▸ What to do:
Arrange the lines of the items as a JSON list of strings, one string per line and no blank lines, beginning with the line containing "of the yellow-green" and continuing through the end of the items. Include only those lines.

=== Record set ===

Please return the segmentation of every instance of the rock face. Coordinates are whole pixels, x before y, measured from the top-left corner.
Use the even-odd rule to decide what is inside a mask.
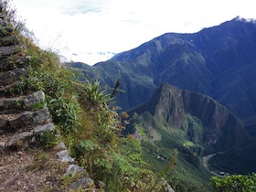
[[[30,80],[30,59],[7,25],[6,16],[0,13],[0,191],[41,191],[46,190],[44,187],[53,191],[90,187],[94,191],[94,182],[82,167],[73,165],[74,159],[63,143],[47,155],[37,147],[48,144],[38,138],[46,132],[52,133],[55,125],[45,104],[45,93],[21,90],[22,81]],[[46,157],[48,161],[42,161]],[[66,189],[60,183],[65,169],[67,175],[81,175],[80,182]]]
[[[209,95],[256,134],[256,22],[234,18],[197,33],[166,33],[108,61],[87,66],[86,77],[113,87],[116,103],[129,110],[147,100],[163,82]],[[107,71],[107,72],[106,72]]]
[[[180,130],[187,140],[207,148],[205,153],[225,151],[232,146],[243,147],[250,141],[240,121],[218,101],[166,83],[155,91],[148,102],[130,113],[142,118],[150,116],[155,123],[167,127],[167,132]],[[155,127],[155,123],[144,122],[148,122],[146,129]]]
[[[13,30],[7,27],[1,27],[0,88],[2,93],[6,92],[7,87],[16,86],[22,79],[27,78],[29,70],[29,59],[21,56],[25,55],[22,54],[22,45],[12,32]],[[9,95],[1,94],[2,148],[4,147],[5,150],[27,148],[37,134],[54,129],[46,107],[42,106],[39,110],[33,109],[33,106],[43,103],[44,100],[45,94],[41,91],[29,92],[27,95],[16,95],[15,92]]]

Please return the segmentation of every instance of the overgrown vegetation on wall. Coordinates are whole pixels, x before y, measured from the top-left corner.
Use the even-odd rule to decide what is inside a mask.
[[[110,105],[110,95],[100,83],[80,82],[80,74],[61,64],[57,54],[37,47],[25,26],[16,21],[8,2],[5,5],[24,45],[21,54],[30,58],[29,78],[8,90],[9,94],[45,91],[46,103],[41,104],[49,109],[57,134],[102,190],[165,191],[166,182],[146,168],[133,139],[121,136],[124,116]]]

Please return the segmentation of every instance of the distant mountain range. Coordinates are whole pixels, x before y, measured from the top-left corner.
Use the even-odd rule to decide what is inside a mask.
[[[163,82],[208,95],[256,134],[256,24],[236,17],[197,33],[166,33],[140,47],[83,69],[87,77],[113,87],[116,104],[128,110],[145,102]]]
[[[83,61],[86,64],[92,66],[100,61],[106,61],[112,58],[116,53],[111,51],[98,51],[98,52],[86,52],[80,51],[72,53],[70,59],[72,61]]]

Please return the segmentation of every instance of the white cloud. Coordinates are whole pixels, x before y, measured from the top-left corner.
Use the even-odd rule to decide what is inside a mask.
[[[166,32],[197,32],[237,16],[256,18],[254,0],[15,0],[15,3],[18,14],[27,19],[27,27],[35,32],[41,45],[68,47],[70,52],[121,52]]]

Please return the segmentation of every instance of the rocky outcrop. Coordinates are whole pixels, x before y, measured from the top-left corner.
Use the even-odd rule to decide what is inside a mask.
[[[1,16],[1,19],[5,19]],[[6,24],[7,22],[2,22]],[[18,85],[28,77],[29,58],[23,54],[23,47],[14,35],[13,29],[3,26],[0,30],[0,88],[6,92],[7,87]],[[45,101],[41,91],[27,95],[0,96],[0,143],[2,151],[27,148],[37,134],[52,131],[54,124],[48,109],[33,109]]]
[[[41,191],[42,186],[53,191],[95,191],[94,182],[82,167],[74,165],[63,143],[44,155],[50,155],[48,162],[41,161],[46,156],[37,157],[43,153],[38,146],[47,144],[38,138],[52,133],[55,125],[45,104],[45,93],[21,90],[22,82],[31,80],[29,62],[6,16],[0,13],[0,191]],[[31,172],[31,166],[45,167]],[[81,173],[80,179],[67,188],[58,188],[65,169],[65,176]]]
[[[188,140],[208,148],[207,154],[232,146],[244,147],[250,141],[240,119],[223,105],[208,96],[166,83],[155,91],[149,101],[130,113],[142,117],[150,114],[148,118],[156,123],[165,124],[168,129],[182,130]]]

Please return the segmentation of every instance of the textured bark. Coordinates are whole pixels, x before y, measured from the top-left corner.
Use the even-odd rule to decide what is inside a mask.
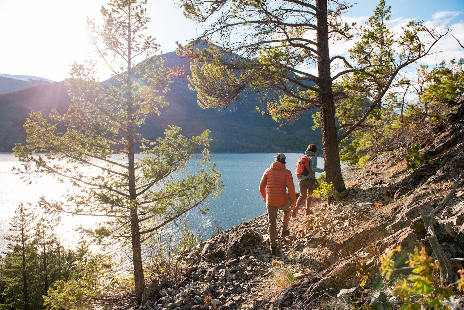
[[[134,124],[132,109],[132,94],[131,89],[131,79],[132,71],[131,62],[132,49],[131,11],[130,5],[129,7],[129,20],[128,22],[128,54],[127,54],[127,118],[128,118],[128,178],[129,183],[129,195],[131,203],[137,201],[137,191],[135,188],[135,128]],[[134,264],[134,282],[135,286],[135,295],[141,299],[142,295],[147,288],[145,278],[143,276],[143,268],[142,263],[142,246],[140,244],[140,230],[139,227],[139,218],[137,205],[130,206],[130,233],[132,244],[132,259]]]
[[[335,104],[332,90],[330,58],[329,53],[327,0],[316,0],[316,6],[317,7],[316,19],[317,22],[317,51],[319,53],[317,70],[319,78],[318,86],[321,90],[319,99],[323,103],[320,112],[326,176],[327,182],[333,183],[337,191],[343,191],[346,189],[340,167],[340,156],[335,124]]]

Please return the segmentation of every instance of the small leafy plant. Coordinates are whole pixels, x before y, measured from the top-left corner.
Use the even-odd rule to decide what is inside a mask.
[[[394,268],[394,260],[392,257],[401,252],[398,247],[387,251],[380,257],[380,269],[382,276],[390,280]],[[392,293],[405,302],[400,310],[419,310],[419,309],[440,309],[449,310],[448,302],[453,295],[452,285],[446,285],[437,276],[439,272],[438,266],[434,259],[429,256],[424,247],[419,249],[416,247],[413,253],[408,254],[409,259],[406,263],[412,269],[412,273],[406,278],[400,279]],[[458,281],[458,287],[464,286],[462,274]]]
[[[333,195],[335,193],[334,185],[330,182],[327,183],[325,178],[325,174],[321,174],[316,179],[316,182],[313,186],[314,191],[311,195],[313,197],[320,198],[322,199]]]
[[[430,157],[426,154],[421,154],[419,152],[419,142],[412,145],[408,150],[409,153],[405,156],[406,165],[411,171],[417,169],[430,159]]]

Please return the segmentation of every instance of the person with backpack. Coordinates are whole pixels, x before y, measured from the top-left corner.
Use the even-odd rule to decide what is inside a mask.
[[[311,195],[313,193],[313,185],[316,181],[316,173],[315,172],[323,172],[325,171],[325,164],[324,164],[324,169],[317,168],[317,158],[316,152],[317,150],[316,145],[310,144],[308,146],[306,151],[304,152],[304,156],[298,160],[296,169],[296,178],[298,179],[298,185],[300,188],[300,196],[296,200],[296,205],[292,211],[291,216],[296,218],[298,213],[298,210],[303,202],[306,201],[306,215],[313,214],[312,210],[309,207],[312,202],[313,198]]]
[[[266,208],[269,225],[269,238],[271,239],[271,254],[277,254],[276,243],[277,213],[279,209],[284,211],[282,220],[282,237],[290,234],[288,230],[290,211],[295,208],[296,198],[295,194],[295,184],[291,172],[285,169],[285,156],[278,153],[276,161],[264,171],[259,182],[259,192],[266,202]],[[267,190],[266,190],[267,187]],[[288,189],[290,199],[287,196]]]

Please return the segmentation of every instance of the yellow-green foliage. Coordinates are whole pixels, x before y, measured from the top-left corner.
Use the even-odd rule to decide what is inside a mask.
[[[392,257],[400,252],[401,248],[398,247],[387,251],[380,257],[382,274],[388,280],[395,271]],[[405,303],[400,310],[449,310],[447,302],[453,294],[453,287],[446,285],[437,277],[439,268],[427,254],[425,248],[419,249],[416,247],[414,253],[408,254],[408,257],[409,259],[406,263],[412,269],[412,272],[407,278],[398,281],[392,293]],[[461,277],[458,282],[460,288],[463,286],[463,283]]]
[[[335,193],[334,185],[330,182],[327,183],[325,178],[325,174],[321,174],[316,179],[316,182],[314,185],[314,191],[311,195],[313,197],[317,197],[324,199]]]
[[[117,267],[110,256],[96,255],[81,266],[77,280],[55,284],[55,288],[43,296],[44,305],[49,310],[86,310],[98,300],[133,289],[133,279],[115,271]]]
[[[411,171],[417,169],[422,165],[422,163],[426,163],[430,159],[430,157],[426,154],[419,153],[419,142],[413,144],[408,150],[409,154],[405,156],[406,159],[406,165]]]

===

▸ Response to this task:
[
  "Please return the segmentation of every instance of the yellow-green foliage. Coordinates are whole pixels, x before y, measured from the top-left corner.",
  "Use the even-odd rule to decide what is inside a mask.",
  "[[[392,257],[400,252],[401,248],[398,247],[387,251],[380,257],[382,274],[388,280],[395,271]],[[405,303],[400,310],[449,310],[447,302],[453,294],[453,287],[446,285],[437,277],[439,268],[427,254],[425,248],[419,249],[416,247],[414,253],[408,254],[408,257],[409,259],[406,263],[412,269],[412,272],[407,278],[398,281],[392,293]],[[461,277],[458,282],[460,288],[463,286],[463,283]]]",
  "[[[335,193],[334,185],[330,182],[327,183],[325,178],[325,174],[321,174],[316,179],[316,182],[314,185],[314,191],[311,195],[313,197],[317,197],[324,199]]]",
  "[[[117,267],[110,256],[96,255],[81,266],[77,280],[55,284],[55,288],[43,296],[44,305],[49,310],[86,310],[98,300],[133,289],[133,279],[115,271]]]",
  "[[[411,171],[417,169],[422,165],[422,163],[426,163],[430,159],[430,157],[426,154],[419,153],[419,142],[413,144],[408,150],[409,154],[405,156],[406,159],[406,165]]]"
]